TASKS:
a. Return the part of the kitten guide starting at "We recommend this" and ending at "are comfortable in.", copied word for word.
b. Answer these questions from the kitten guide:
(i) What does the guide call the best solution and most humane option for feral cats?
(ii) What does the guide say is the most important thing to do, no matter the age of the kittens?
(iii) Which rooms does the guide suggest for keeping the kittens away from other pets?

TEXT SHOWN:

= = = = =

Thank you for caring about these kittens. Below is a quick-tips guide to use for what to do when you find kittens

Determine their age 

We recommend this article to help you determine if the cat you have found is friendly or feral. If the cat(s) you have found is/are feral, finding them placement in a rescue or shelter environment can be detrimental to their health and well being. For feral cats, the best solution and most humane option is to perform TNR and to provide care for them in the outdoor environment they are comfortable in.

Step 1: Find Mom

No matter the age of the kittens, the most important thing to do is to locate their mom to either keep them together, or have mom spayed to prevent future litters

More often than not, un-weaned kittens are stolen from their mothers by well-meaning people. Many think that because mom cat isn't around, that she has abandoned her kittens but she is most likely looking for food to feed herself and her babies, or hiding nearby because a big scary person has showed up! The chart below will help you assess the kittens to determine if intervention is needed, or if they need to be left with their mom who is able to provide them the best chance of survival. 


Step 2: If kittens are in distress, intervene

Due to the length of intake waitlists and the high volume of animals needing placement, immediate surrender to a shelter or rescue is not always possible. With a lack of volunteer and foster space, we desperately need the community to chip in too. The following tips can keep the pet safe until placement is found.

• Reach out to local shelters and rescues - This can be one of the most difficult steps, as it often involves being told "No" or "Not right now" quite a bit. It's worth reaching out to multiple organizations in case they are able to put you on a waitlist. Even if the waitlist seems long, it is better to get on the waitlist than to not have any options at all. Best case, they call you quicker than they originally said they could. Worst case, you're on the list and will be contacted as soon as space opens up. To find shelters and rescues by location, visit

• Foster the pet in a room away from your pets - Without knowing the kittens health status, it's best to keep them in a bathroom, bedroom, or other room that can be closed off from other pets in the house. Some organizations will be willing to accept kittens into their program if you agree to foster for the duration of their stay.

= = = = =

LISTING:
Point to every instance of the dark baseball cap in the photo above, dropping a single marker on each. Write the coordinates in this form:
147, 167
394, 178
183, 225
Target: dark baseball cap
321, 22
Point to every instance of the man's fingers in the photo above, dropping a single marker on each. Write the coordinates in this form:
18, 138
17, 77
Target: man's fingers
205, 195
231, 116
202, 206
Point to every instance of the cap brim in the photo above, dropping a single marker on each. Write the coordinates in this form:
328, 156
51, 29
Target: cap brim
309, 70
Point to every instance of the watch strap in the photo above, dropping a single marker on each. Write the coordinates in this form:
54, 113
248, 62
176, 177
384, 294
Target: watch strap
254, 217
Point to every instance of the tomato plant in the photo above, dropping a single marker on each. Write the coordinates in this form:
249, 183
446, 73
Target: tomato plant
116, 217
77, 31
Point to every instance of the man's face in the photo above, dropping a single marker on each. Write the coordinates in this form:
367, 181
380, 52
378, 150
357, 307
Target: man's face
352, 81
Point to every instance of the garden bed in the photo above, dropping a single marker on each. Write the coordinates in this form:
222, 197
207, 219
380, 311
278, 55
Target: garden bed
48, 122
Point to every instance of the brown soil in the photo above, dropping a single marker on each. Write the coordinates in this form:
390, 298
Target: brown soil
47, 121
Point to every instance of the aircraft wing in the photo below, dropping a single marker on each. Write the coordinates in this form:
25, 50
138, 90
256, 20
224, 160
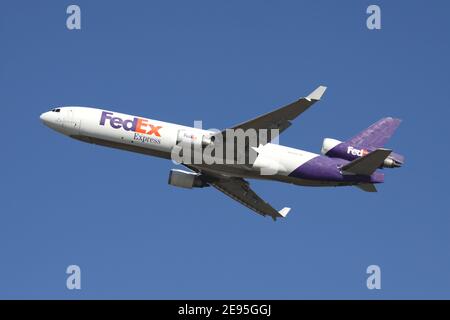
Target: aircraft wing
281, 118
239, 190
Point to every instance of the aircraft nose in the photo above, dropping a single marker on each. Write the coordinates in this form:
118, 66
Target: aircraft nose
45, 118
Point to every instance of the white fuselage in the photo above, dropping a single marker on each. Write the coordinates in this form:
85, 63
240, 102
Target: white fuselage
158, 138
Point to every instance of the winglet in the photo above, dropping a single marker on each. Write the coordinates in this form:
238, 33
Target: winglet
317, 94
283, 212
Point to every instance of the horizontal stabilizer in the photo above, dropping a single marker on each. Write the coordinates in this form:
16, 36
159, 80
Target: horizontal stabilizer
368, 164
367, 187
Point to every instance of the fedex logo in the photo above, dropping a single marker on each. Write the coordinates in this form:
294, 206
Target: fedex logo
357, 152
138, 125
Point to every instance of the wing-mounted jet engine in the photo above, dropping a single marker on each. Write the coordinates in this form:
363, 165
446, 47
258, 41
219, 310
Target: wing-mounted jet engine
186, 179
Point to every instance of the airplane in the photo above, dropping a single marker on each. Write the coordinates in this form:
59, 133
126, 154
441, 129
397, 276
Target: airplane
354, 162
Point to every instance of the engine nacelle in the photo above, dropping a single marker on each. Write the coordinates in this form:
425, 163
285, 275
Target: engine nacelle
186, 179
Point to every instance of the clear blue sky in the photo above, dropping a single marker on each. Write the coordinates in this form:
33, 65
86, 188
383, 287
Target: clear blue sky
112, 213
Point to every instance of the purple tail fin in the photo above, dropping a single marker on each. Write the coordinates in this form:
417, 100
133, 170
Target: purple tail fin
376, 135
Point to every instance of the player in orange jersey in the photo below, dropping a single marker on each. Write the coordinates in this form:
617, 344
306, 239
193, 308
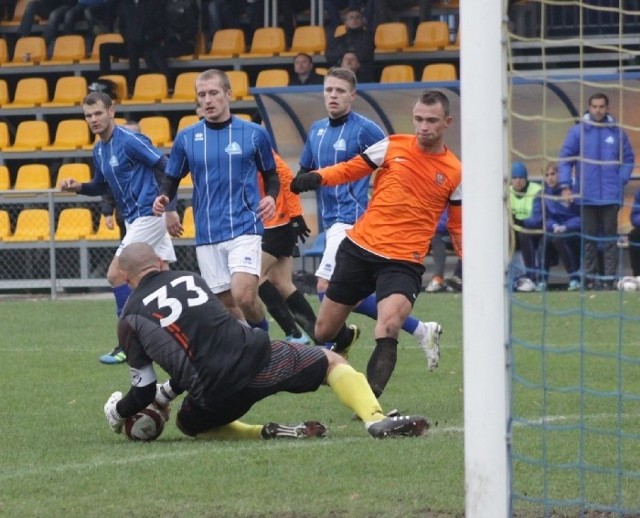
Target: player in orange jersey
418, 177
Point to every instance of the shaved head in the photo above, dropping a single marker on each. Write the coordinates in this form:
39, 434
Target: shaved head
137, 258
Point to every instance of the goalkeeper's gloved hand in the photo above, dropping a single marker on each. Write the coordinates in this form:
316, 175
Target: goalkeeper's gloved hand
110, 412
306, 182
300, 228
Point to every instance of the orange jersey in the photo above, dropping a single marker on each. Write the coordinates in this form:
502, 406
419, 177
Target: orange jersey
287, 203
411, 189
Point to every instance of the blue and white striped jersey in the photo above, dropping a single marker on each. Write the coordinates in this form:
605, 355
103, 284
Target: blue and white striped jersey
126, 162
331, 141
224, 160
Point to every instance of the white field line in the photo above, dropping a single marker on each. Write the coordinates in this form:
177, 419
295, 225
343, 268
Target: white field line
211, 450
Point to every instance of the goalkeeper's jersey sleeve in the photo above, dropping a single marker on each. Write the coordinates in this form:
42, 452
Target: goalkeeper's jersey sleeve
411, 189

= = = = =

ANSWERS BELOW:
a.
We recommend this article to help you determine if the cat you have found is friendly or feral. If the cat(s) you have found is/are feral, finding them placement in a rescue or shelter environment can be detrimental to their health and well being. For feral cats, the best solution and most humane option is to perform TNR and to provide care for them in the outdoor environment they are comfortable in.

b.
(i) Performing TNR and providing care for them in the outdoor environment they are comfortable in.
(ii) Locating their mom, either to keep them together or to have her spayed to prevent future litters.
(iii) A bathroom, bedroom, or other room that can be closed off from other pets in the house.